Every line below that includes the word "green" needs to be copied.

===== RECORDS FOR THE TASK =====

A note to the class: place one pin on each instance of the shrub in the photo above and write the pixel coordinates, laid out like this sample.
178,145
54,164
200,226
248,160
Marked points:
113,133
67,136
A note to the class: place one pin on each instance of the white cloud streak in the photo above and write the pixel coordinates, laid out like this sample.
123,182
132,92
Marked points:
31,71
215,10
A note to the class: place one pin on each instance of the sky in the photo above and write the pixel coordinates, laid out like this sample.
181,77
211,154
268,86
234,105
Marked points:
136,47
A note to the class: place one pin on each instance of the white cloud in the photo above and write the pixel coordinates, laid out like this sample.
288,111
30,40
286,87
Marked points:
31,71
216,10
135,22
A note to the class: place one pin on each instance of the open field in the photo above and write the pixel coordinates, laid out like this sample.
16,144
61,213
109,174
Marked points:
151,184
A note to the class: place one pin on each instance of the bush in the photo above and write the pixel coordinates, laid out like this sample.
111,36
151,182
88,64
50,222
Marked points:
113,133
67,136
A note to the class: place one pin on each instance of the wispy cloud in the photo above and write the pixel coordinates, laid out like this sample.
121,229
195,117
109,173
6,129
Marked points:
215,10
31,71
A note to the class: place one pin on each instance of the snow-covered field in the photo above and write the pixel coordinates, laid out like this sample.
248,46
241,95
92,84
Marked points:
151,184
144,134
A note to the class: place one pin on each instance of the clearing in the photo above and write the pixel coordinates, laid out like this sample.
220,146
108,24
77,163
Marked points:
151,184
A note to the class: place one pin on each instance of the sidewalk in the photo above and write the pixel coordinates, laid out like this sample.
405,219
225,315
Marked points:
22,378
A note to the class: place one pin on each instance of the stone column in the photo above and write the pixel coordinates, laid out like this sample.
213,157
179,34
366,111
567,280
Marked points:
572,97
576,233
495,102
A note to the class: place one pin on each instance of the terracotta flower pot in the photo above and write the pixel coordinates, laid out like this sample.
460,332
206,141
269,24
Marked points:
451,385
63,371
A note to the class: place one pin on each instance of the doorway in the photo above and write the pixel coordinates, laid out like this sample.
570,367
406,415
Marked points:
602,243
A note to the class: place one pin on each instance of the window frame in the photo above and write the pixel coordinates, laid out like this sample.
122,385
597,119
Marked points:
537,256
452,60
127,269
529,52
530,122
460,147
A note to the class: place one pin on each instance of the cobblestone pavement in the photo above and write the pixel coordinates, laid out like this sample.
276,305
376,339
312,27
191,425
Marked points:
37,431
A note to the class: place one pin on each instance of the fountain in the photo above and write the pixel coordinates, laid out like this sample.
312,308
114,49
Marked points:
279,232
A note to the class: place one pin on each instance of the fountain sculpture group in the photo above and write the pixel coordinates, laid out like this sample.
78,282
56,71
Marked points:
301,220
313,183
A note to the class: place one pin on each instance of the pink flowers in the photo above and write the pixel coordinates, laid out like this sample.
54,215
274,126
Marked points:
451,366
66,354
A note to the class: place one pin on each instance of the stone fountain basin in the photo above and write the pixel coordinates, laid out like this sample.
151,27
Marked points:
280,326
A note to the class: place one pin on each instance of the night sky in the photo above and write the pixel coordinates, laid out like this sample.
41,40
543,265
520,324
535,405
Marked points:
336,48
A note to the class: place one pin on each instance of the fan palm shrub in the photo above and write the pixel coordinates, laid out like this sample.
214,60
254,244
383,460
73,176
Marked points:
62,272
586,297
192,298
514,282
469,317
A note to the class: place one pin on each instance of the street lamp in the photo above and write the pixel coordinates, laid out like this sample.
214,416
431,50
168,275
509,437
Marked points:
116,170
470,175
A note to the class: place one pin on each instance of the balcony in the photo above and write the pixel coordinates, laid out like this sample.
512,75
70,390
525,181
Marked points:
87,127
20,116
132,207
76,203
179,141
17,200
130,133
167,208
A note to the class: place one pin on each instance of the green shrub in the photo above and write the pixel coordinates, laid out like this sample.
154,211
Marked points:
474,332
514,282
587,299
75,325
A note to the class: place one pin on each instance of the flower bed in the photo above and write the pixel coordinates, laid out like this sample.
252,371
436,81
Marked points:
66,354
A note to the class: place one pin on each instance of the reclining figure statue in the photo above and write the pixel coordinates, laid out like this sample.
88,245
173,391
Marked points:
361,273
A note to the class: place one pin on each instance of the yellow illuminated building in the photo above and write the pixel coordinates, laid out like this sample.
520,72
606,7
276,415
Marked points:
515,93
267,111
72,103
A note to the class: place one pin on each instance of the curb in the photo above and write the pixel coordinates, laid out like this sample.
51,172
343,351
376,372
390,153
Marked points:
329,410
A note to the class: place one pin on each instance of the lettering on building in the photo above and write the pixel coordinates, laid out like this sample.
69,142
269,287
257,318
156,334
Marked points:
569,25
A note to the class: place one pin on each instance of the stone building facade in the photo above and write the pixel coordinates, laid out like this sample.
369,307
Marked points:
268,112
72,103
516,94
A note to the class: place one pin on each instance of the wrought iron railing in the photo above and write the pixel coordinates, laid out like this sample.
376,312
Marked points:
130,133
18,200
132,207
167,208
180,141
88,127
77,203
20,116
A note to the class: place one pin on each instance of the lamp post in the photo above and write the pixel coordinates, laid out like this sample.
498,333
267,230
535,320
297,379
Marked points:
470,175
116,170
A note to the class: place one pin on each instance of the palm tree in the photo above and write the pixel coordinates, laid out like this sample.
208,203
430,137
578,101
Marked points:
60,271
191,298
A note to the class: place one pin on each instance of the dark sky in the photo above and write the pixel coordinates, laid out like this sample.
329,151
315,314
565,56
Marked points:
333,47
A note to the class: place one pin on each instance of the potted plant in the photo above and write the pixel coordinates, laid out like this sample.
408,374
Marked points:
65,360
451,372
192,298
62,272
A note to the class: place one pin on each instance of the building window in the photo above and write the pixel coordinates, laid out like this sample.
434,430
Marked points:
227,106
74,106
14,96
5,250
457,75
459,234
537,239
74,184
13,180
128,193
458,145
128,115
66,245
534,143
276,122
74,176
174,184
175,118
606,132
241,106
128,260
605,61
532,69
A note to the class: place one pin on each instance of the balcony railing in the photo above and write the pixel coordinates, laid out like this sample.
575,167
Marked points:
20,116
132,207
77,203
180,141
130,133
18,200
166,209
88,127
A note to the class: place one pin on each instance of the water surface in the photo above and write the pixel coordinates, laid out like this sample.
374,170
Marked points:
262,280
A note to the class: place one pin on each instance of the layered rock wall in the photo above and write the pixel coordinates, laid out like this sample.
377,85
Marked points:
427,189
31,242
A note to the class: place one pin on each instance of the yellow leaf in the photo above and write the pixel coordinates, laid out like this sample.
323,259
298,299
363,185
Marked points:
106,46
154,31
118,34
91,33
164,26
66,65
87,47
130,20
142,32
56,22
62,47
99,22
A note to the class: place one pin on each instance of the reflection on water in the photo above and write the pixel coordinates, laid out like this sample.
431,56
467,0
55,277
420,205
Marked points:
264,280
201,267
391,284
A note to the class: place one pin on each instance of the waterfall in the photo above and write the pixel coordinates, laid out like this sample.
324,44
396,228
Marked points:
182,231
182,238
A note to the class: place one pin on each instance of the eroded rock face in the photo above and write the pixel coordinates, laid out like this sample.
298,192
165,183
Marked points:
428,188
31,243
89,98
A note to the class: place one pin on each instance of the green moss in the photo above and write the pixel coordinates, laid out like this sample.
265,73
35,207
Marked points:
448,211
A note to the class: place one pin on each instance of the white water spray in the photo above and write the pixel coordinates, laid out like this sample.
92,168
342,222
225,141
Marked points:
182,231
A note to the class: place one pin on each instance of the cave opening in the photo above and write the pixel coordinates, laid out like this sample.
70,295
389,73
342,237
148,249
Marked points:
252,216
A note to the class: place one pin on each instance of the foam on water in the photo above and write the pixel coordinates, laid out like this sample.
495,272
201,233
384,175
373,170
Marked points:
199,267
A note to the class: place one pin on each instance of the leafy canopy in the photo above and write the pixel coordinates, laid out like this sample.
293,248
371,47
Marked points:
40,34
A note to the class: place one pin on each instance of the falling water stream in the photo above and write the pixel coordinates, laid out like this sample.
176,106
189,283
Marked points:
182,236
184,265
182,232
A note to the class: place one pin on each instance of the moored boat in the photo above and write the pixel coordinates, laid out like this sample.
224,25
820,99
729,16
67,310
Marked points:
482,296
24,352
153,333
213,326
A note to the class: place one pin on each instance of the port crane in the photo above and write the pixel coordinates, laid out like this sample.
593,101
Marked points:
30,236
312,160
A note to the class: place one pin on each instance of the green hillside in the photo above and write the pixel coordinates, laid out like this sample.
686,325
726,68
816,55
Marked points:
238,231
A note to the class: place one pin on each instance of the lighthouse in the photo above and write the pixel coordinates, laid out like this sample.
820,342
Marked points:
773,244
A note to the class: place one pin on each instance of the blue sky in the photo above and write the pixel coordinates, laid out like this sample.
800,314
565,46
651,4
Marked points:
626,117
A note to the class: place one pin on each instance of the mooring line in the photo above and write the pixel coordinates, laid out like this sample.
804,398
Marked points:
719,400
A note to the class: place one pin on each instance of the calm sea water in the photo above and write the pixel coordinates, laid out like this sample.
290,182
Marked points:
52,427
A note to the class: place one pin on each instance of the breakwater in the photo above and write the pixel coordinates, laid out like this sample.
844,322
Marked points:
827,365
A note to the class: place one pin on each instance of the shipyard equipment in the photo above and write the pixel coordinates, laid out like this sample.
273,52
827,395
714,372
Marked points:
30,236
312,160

=====

RESULT OF THIS TASK |
A note to the class: place one pin on each instance of the green shrub in the photo above and write the pixel coordinates, laid out like this sample.
A note to the class: place one pin on each instance of the green moss in the photo above and write the pixel coordinates, laid out like this sample.
A note to the class: place one pin on each instance of the green hillside in the photo above and write the pixel coordinates, laid out like this sample.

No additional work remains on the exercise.